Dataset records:
================

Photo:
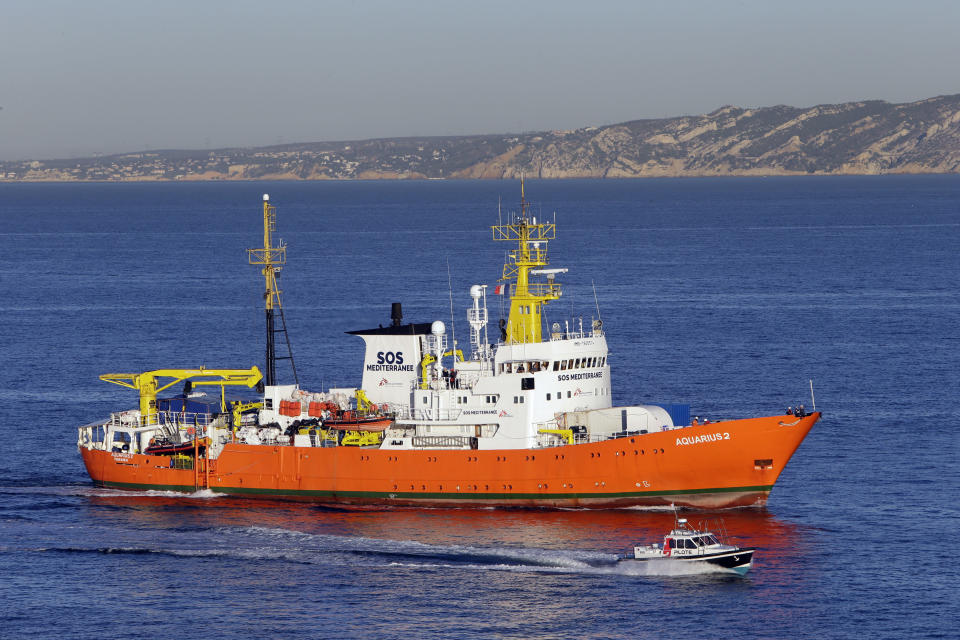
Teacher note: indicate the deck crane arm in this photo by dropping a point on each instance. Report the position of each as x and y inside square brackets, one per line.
[149, 383]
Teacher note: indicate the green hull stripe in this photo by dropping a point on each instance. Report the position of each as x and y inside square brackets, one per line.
[461, 497]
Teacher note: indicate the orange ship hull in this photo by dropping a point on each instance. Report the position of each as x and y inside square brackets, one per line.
[724, 464]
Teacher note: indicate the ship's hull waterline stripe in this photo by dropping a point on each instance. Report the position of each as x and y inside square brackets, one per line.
[458, 497]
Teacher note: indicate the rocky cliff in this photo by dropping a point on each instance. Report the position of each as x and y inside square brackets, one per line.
[871, 137]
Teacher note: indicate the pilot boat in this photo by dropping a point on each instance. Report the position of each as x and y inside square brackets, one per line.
[695, 545]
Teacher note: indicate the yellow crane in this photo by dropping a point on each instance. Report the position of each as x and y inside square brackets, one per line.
[149, 383]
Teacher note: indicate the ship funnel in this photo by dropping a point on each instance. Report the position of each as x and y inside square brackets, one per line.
[396, 314]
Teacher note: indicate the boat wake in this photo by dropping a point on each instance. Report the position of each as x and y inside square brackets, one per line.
[295, 547]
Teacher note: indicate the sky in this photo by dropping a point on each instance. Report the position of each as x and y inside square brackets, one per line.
[79, 78]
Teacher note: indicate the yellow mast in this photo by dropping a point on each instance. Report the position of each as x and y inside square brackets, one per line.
[527, 298]
[272, 258]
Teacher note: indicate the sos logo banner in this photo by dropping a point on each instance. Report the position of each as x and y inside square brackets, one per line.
[390, 361]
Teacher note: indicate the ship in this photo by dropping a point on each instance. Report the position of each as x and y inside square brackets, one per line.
[521, 417]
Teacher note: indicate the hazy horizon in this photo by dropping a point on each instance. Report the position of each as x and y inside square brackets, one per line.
[105, 77]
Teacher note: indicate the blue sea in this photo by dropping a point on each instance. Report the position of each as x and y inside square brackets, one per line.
[729, 294]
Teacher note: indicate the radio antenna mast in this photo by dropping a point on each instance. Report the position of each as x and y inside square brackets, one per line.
[272, 258]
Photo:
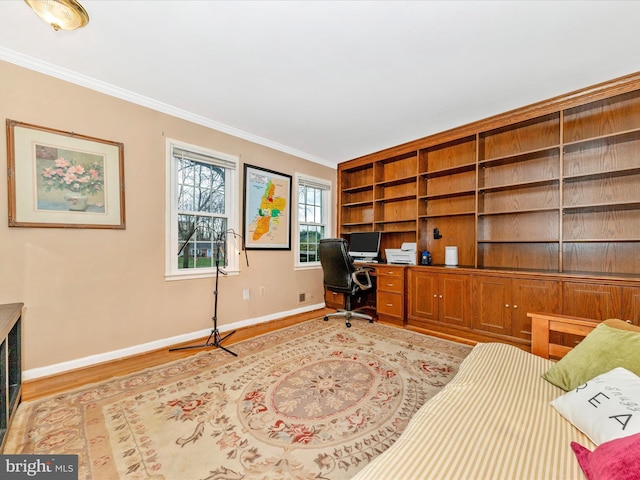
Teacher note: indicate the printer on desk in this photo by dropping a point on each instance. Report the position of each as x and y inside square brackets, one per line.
[405, 255]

================

- Exercise goal -
Give again, word for word, the lines from the one containing "Teacher note: indicate the sos" through the last line of the entries, with pictures omitted and nothing added.

- Task answer -
Teacher note: indicate the sos logo banner in this photo by dropping a point on each instance. Report the position of each as x and y inside square brackets, one per line.
[390, 361]
Teacher note: indicate the ship in this photo by dropping a point on each instance. Report the position of each as x and y inside square brackets, one per line.
[521, 417]
Teacher note: indicate the hazy horizon in this photo by dropping a point on each instance. Report the position of each as x and y inside square brackets, one per line.
[105, 77]
Teacher note: indicate the blue sea in this photo by dropping a point on each instance. Report the position of each as x and y inside square brackets, one per line.
[729, 294]
Teacher note: indicate the radio antenna mast in this photo by dropping a point on each instance. Report the position of each as x and y inside square brackets, one per line.
[272, 258]
Photo:
Teacher note: indicate the printer on desk in this photo by dropping a point on each instance. Report the position of each as x and y inside square brackets, one per line.
[405, 255]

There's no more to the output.